*** PASSAGE PROVIDED Section Begins ***

The Fight for Clean Water

Do you know where your water comes from?

This week, amid a nearly complete media black-out, members of the Standing Rock Sioux Tribe began demonstrating against the construction of a pipeline through territory that was theirs, and under the Missouri River, less than a mile from their reservation…which gets its water directly from the river. The Dakota Access Pipeline will take oil from the shale fields in western North Dakota (acquired by fracking), and pipe it across 4 states into Illinois for processing.

DAPL route, image from Dakota Access Pipeline LLC, http://www.daplpipelinefacts.com/about/route.html
DAPL route, image from Dakota Access Pipeline LLC, http://www.daplpipelinefacts.com/

What started as a small protest with a couple hundred people now takes up two camps in rural North Dakota, and has also spread to the capital, Bismarck.  The various subdivisions of the Sioux tribes make up Seven Council Fires (called očhéthi šakówiŋ in Lakota) – traditional allies with a largely shared language, who came to each other’s aid when needed.  Not surprisingly, the various tribes of the očhéthi šakówiŋ have joined in, along with representatives of dozens of other Native tribes, from Alaska to Mexico (and there are rumors that Native Hawaiians are on their way too). 

In earlier planning for the pipeline, the route was scheduled to go north of Bismarck, but one of the reasons for rejecting this route was the risk of contaminating their water source.  If you’re at all familiar with US geography, you’ll remember that the Missouri river flows south and east from North Dakota and feeds the Mississippi River. Contamination of the river this far north risks the water source for anyone downstream, and wildlife habitats all the way to the Gulf of Mexico.

*** PASSAGE PROVIDED Section Ends ***

(ASSIGNED TASK 1) List every body of water named in the passage about the Dakota Access Pipeline protest.
(ASSIGNED TASK 2) Write the next part of the passage about the Standing Rock protest against the Dakota Access Pipeline, picking up after its last sentence.

*** EXCERPTED RECORDS Section Begins ***

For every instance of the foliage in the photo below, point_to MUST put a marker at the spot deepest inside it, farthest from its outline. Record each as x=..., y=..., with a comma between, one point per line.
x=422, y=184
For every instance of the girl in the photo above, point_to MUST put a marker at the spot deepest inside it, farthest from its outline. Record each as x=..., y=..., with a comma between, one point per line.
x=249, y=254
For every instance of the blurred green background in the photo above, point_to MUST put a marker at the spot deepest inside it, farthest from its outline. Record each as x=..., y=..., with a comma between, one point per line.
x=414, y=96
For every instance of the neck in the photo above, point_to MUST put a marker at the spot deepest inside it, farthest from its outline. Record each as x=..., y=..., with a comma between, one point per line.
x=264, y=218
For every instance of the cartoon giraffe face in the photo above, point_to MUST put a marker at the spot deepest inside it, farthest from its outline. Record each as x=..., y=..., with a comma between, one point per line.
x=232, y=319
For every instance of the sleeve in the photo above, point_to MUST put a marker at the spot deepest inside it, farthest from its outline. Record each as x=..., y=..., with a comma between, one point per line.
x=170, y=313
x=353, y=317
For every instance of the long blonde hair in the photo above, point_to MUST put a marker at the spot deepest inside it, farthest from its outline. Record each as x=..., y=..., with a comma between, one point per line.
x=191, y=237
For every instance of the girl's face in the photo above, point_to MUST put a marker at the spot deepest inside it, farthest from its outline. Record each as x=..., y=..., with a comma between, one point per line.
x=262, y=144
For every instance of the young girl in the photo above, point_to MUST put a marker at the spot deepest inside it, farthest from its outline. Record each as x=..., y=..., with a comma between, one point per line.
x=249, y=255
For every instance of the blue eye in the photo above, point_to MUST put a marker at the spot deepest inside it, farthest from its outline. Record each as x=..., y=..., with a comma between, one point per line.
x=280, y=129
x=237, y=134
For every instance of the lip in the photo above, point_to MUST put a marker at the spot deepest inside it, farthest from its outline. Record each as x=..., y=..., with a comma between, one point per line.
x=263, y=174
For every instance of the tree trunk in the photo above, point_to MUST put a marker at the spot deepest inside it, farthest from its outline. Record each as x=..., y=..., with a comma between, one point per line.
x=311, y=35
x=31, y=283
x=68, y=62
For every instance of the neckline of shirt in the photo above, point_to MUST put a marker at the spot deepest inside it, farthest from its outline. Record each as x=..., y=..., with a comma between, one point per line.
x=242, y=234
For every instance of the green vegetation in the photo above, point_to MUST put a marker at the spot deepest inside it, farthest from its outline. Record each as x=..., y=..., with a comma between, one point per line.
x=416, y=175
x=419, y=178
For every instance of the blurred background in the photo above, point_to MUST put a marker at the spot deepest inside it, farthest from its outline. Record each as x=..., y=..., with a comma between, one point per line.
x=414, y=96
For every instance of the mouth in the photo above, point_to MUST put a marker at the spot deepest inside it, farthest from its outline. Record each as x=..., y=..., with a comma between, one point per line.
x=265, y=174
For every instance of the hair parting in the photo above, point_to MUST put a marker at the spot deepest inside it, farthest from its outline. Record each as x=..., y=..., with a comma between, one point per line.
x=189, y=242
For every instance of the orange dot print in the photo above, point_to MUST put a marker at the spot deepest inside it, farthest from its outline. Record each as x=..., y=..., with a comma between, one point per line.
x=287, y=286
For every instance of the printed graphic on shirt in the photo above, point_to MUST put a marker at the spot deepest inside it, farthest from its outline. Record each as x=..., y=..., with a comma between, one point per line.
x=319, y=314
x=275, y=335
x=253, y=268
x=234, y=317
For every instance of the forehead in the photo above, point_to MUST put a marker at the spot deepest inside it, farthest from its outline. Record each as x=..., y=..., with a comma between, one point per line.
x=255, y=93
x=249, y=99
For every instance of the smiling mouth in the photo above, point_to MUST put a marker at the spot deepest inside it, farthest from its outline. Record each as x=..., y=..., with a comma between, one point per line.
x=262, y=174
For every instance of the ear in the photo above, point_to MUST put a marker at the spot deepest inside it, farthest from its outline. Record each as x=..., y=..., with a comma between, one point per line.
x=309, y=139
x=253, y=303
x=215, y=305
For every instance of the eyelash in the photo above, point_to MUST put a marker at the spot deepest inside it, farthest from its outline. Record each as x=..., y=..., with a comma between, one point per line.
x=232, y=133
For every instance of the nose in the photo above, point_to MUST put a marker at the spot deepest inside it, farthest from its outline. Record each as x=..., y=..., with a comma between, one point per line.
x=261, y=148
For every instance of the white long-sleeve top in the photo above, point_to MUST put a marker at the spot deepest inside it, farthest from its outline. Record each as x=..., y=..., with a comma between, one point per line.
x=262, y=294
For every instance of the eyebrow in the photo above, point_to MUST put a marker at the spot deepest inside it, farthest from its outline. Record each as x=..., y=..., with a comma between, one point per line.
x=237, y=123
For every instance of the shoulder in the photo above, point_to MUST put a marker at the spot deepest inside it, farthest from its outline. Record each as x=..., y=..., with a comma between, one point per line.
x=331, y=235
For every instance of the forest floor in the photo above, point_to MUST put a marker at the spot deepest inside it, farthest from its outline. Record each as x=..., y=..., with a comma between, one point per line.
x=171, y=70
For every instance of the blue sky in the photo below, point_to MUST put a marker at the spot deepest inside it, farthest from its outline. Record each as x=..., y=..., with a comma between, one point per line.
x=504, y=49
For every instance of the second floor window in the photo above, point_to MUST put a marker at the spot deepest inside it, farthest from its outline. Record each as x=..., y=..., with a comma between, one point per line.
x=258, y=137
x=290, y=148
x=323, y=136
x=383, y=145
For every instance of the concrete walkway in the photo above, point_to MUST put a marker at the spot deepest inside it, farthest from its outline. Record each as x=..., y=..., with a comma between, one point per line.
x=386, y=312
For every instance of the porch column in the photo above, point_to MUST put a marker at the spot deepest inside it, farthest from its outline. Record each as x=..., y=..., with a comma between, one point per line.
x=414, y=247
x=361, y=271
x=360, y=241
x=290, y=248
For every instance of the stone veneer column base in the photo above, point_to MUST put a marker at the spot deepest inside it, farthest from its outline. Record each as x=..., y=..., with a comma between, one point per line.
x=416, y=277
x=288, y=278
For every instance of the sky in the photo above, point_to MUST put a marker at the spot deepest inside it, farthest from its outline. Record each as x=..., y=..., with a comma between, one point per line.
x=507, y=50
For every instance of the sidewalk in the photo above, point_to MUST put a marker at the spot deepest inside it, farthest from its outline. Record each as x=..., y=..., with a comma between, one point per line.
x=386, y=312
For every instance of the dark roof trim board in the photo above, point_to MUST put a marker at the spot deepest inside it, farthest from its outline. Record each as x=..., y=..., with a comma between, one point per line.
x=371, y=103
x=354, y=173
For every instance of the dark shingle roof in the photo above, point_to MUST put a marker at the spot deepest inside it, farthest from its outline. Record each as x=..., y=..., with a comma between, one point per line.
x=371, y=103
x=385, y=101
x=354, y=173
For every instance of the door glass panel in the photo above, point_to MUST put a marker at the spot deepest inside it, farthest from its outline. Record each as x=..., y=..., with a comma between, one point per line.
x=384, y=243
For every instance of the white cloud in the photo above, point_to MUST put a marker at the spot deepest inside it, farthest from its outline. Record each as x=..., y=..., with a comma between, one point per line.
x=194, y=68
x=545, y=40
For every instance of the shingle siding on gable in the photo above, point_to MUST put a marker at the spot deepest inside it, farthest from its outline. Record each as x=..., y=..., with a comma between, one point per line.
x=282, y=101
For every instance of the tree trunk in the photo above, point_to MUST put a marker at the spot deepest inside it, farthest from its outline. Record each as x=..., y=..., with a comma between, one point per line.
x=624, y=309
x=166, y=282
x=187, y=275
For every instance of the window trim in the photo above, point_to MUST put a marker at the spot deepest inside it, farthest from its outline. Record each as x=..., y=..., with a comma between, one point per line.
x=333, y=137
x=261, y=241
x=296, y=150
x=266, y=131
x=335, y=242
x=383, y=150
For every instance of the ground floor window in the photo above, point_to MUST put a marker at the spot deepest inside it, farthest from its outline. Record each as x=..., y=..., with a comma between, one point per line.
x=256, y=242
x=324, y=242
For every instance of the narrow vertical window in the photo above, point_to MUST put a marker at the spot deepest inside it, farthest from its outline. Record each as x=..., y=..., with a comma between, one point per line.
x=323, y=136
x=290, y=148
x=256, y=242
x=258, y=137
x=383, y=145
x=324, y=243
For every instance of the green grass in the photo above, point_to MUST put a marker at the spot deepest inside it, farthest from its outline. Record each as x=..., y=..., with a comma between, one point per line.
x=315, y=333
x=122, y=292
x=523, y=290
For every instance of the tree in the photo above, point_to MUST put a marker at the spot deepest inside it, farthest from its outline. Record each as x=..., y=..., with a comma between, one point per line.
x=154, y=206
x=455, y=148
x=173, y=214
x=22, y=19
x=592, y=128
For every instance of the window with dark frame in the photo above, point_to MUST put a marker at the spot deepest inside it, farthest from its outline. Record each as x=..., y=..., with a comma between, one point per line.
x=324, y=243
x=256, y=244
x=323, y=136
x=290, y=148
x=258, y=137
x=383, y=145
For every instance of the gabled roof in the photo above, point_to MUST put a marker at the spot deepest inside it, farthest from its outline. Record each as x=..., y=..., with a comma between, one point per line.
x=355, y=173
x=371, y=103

*** EXCERPTED RECORDS Section Ends ***

(FINAL ANSWER 1) Missouri River, Mississippi River, Gulf of Mexico

(FINAL ANSWER 2)
Standing Rock Sioux Tribe has appealed to the United Nations, citing failures to follow treaties, and a court order declaring the protests “unlawful” – as if one’s right to free speech is negated because a company has lots of money.

The protesters, calling themselves protectors of the water and of unči makȟá (grandmother earth) have been, according to internal reports, peaceful. The camps are asking for no guns, no weapons…just prayer. They are making sure all people, from young children through elders, are fed, clothed, and receiving medical care as needed. The state, meanwhile, has instituted road blocks to keep people away, has reported gunshots and pipe bombs, and has declared a state of emergency.

Mni wičhóni – water is life – is a common understanding in Lakota. The only thing we need more than water is air.